• _Excerpt provided_:
------------------------------------------------------------------------

A recent ruling regarding the royalty rights to Procol Harum's 1967 classic "A Whiter Shade of Pale" could have severe implications for all UK songwriters.
I have come to the view that Mr. Fisher’s interest in the work should be reflected by according him a 40 percent share of the musical copyright. His contribution to the overall work was on any view substantial but not, in my judgment, as substantial as that of Mr. Brooker.
[The song’s organ melody] is a distinctive and significant contribution to the overall composition and quite obviously the product of skill and labour on the part of the person who created it.—Mr. Justice Blackburne, December 20, 2006.
At first, the lawsuit concerning whether Procol Harum’s organist deserved songwriting credit (and the remuneration derived from it) for his memorable part on “A Whiter Shade of Pale” just seemed funny, an apocryphal anecdote about rock egos gone amuck. But now that the High Court in London has released its decision—part of which is cited above—it looks more like the first shot across the bow.
In the spring of 2006, Channel Four (one of the five main British terrestrial television channels) compiled a list of the 100 greatest ever number-one singles. “A Whiter Shade of Pale” was voted in at number 19. Gary Brooker, Procol Harum’s singer, co-songwriter and pianist, and Matthew Fisher, the organist, were duly filmed discussing the song and its success for the accompanying three-hour television program. Brooker and Fisher appeared easy in each other’s company. Brooker played bemused, while Fisher was the knowledgeable straight man explaining the literary allusions in Keith Reid’s eccentric lyrics that Brooker had apparently never bothered to think about in 40 years of singing the song. Brooker explained how he adapted the chord sequence from “Air on the G String”, itself an adaptation from Johann Sebastian Bach’s “Orchestral Suite No. 3 in D major”, and how Reid used to send him sheets of his words without any further explanation. It was all very cosy and jolly. But when asked to what they attributed the song’s success, Fisher quickly fired back, “Because I played organ on it.” Brooker merely laughed; he had no inkling that he would soon be having a rather more charged version of the same debate in the High Court.
Fast-forward eight months and Gary Brooker is not such a happy man. Brooker will have to pay half a million pounds in legal costs for the privilege of having lost two fifths of the copyright he used to share only with Reid, after Fisher successfully argued that his counterpoint organ melody deserved an ex post facto songwriting credit and a substantial payment of retrospective royalties. Though the court did reject Fisher’s claim for a million pounds’ worth of back royalties and a 50 percent share of the copyright, that’s probably small consolation. Brooker’s more likely expecting legal action from the ghost of J.S. Bach next.

------------------------------------------------------------------------

• _Dataset entries_:
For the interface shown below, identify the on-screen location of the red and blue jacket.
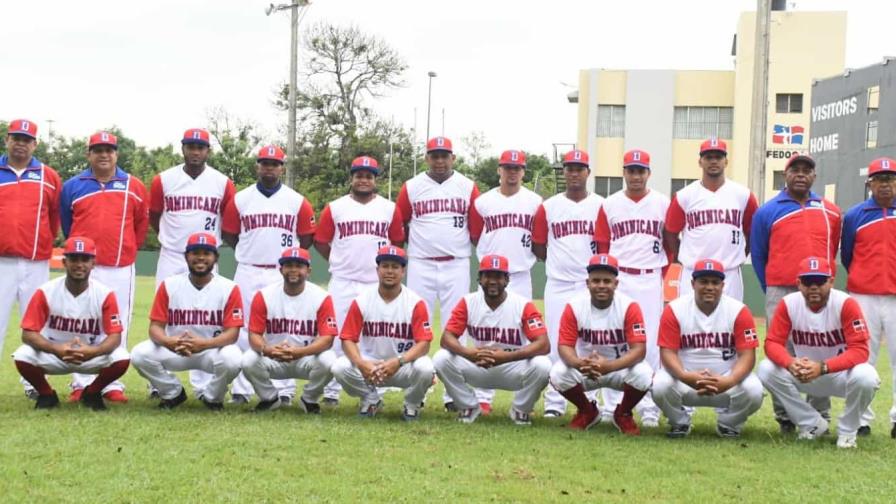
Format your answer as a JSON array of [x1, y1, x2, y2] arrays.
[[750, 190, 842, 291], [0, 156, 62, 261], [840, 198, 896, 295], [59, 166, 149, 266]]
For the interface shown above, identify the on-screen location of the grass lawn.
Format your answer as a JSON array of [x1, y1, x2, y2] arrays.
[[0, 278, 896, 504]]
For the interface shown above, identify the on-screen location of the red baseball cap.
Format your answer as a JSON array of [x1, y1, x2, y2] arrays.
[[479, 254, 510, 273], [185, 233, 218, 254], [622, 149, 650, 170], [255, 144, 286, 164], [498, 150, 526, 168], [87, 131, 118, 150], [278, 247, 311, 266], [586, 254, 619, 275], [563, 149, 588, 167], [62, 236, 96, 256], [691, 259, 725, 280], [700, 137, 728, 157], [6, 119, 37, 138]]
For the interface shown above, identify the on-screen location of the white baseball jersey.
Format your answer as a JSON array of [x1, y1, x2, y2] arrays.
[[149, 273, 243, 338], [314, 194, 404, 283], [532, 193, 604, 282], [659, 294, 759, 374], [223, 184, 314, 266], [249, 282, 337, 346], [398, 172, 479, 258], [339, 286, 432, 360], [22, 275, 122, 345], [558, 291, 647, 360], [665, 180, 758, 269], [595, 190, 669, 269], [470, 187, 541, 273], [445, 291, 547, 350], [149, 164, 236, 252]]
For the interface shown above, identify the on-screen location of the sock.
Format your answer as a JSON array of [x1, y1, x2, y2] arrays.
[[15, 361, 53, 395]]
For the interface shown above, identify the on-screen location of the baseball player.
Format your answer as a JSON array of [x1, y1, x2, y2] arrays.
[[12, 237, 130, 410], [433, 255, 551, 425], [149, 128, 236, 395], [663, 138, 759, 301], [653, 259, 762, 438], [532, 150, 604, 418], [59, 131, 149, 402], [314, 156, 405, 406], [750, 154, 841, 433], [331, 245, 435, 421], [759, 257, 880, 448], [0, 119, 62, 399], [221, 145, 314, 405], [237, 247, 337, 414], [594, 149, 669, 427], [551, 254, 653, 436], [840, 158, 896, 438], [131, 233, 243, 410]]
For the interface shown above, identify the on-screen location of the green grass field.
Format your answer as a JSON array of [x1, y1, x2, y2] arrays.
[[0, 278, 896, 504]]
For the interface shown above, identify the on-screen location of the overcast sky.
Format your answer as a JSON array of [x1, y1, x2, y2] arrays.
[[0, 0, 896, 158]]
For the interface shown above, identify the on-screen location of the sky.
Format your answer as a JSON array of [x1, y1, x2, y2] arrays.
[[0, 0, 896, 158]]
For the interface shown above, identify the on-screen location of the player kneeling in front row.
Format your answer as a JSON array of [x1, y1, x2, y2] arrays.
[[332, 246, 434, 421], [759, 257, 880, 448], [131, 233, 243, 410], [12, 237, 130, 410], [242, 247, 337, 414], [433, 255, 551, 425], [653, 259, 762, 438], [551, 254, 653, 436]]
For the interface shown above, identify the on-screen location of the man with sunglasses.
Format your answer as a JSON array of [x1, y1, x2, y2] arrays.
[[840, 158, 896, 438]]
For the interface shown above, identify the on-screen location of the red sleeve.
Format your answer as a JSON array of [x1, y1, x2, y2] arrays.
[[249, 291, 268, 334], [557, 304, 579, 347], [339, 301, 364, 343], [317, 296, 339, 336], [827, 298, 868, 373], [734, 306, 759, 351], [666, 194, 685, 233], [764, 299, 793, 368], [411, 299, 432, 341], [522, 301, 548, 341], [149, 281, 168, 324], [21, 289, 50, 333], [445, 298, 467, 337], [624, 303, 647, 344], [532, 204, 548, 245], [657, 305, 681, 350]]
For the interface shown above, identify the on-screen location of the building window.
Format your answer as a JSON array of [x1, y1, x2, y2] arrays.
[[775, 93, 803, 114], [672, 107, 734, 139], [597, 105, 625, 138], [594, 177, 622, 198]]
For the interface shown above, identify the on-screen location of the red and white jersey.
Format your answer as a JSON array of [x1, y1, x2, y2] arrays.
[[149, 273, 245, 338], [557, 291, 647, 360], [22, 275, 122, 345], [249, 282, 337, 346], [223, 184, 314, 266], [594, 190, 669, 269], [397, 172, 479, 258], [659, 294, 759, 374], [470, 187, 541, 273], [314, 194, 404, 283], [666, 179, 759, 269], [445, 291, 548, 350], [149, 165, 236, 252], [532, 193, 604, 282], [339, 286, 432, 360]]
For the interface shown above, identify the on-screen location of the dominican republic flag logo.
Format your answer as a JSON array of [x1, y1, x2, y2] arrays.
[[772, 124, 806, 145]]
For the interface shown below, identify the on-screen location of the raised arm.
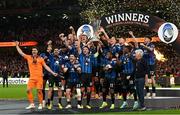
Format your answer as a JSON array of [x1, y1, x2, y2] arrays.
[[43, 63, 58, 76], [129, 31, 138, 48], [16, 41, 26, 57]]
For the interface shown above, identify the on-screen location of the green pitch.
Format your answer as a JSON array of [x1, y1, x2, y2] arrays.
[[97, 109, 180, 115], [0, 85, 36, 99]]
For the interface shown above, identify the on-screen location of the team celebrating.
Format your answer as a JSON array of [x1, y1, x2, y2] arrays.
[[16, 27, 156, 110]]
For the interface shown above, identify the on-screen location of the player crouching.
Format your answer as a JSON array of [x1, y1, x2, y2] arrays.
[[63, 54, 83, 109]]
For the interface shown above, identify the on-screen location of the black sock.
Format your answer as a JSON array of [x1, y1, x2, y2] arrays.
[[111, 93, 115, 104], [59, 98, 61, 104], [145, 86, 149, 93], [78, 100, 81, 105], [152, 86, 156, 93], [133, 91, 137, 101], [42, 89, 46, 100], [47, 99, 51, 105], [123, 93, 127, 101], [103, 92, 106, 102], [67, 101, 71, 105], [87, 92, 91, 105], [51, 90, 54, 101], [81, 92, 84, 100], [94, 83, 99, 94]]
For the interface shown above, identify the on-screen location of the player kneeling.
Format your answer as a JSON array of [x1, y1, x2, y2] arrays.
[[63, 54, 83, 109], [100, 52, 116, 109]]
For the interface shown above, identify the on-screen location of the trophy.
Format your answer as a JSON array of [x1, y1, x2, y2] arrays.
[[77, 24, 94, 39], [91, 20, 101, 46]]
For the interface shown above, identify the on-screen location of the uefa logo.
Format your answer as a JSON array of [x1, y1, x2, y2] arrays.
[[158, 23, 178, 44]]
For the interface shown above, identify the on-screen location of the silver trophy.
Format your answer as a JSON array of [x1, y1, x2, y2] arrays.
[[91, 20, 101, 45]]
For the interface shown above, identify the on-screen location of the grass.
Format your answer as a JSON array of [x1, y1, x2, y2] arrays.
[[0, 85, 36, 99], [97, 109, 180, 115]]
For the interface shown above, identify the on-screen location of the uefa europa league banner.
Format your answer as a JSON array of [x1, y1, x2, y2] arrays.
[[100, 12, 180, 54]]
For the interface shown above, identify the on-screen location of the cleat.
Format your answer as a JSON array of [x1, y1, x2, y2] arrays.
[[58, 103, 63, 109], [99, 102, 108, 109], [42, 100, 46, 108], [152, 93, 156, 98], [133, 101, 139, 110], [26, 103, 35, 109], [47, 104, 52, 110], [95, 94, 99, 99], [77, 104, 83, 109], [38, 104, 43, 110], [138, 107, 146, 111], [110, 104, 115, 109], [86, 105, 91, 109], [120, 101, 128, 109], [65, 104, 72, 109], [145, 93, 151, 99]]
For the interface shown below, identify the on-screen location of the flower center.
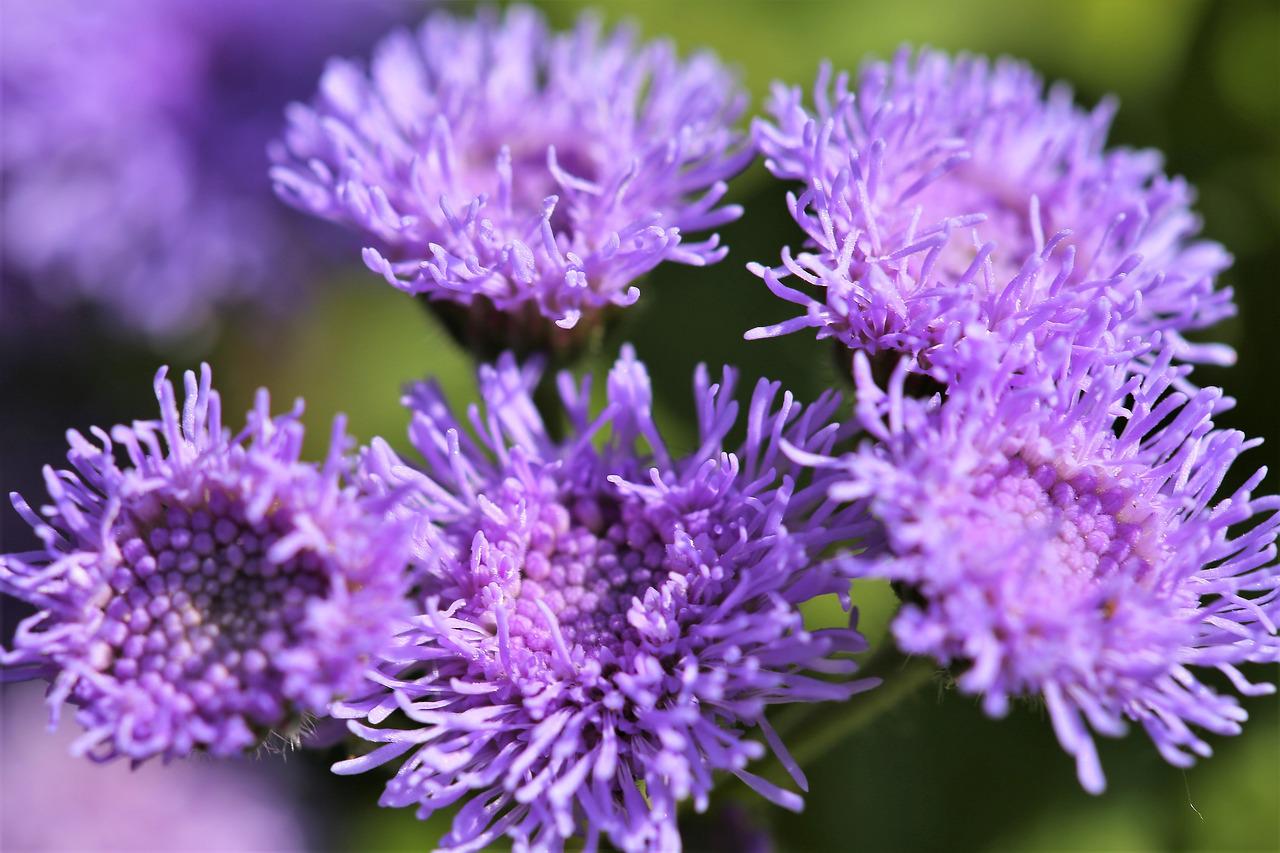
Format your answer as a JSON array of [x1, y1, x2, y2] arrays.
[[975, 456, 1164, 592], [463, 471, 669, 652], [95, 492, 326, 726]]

------------------------------------------------------------------------

• _Required work_:
Retype word for word the stretch of the article about the "A Whiter Shade of Pale" royalty ruling that starts with "A recent ruling" and ends with "of Mr. Brooker.".

• _Answer for this exercise_:
A recent ruling regarding the royalty rights to Procol Harum's 1967 classic "A Whiter Shade of Pale" could have severe implications for all UK songwriters.
I have come to the view that Mr. Fisher’s interest in the work should be reflected by according him a 40 percent share of the musical copyright. His contribution to the overall work was on any view substantial but not, in my judgment, as substantial as that of Mr. Brooker.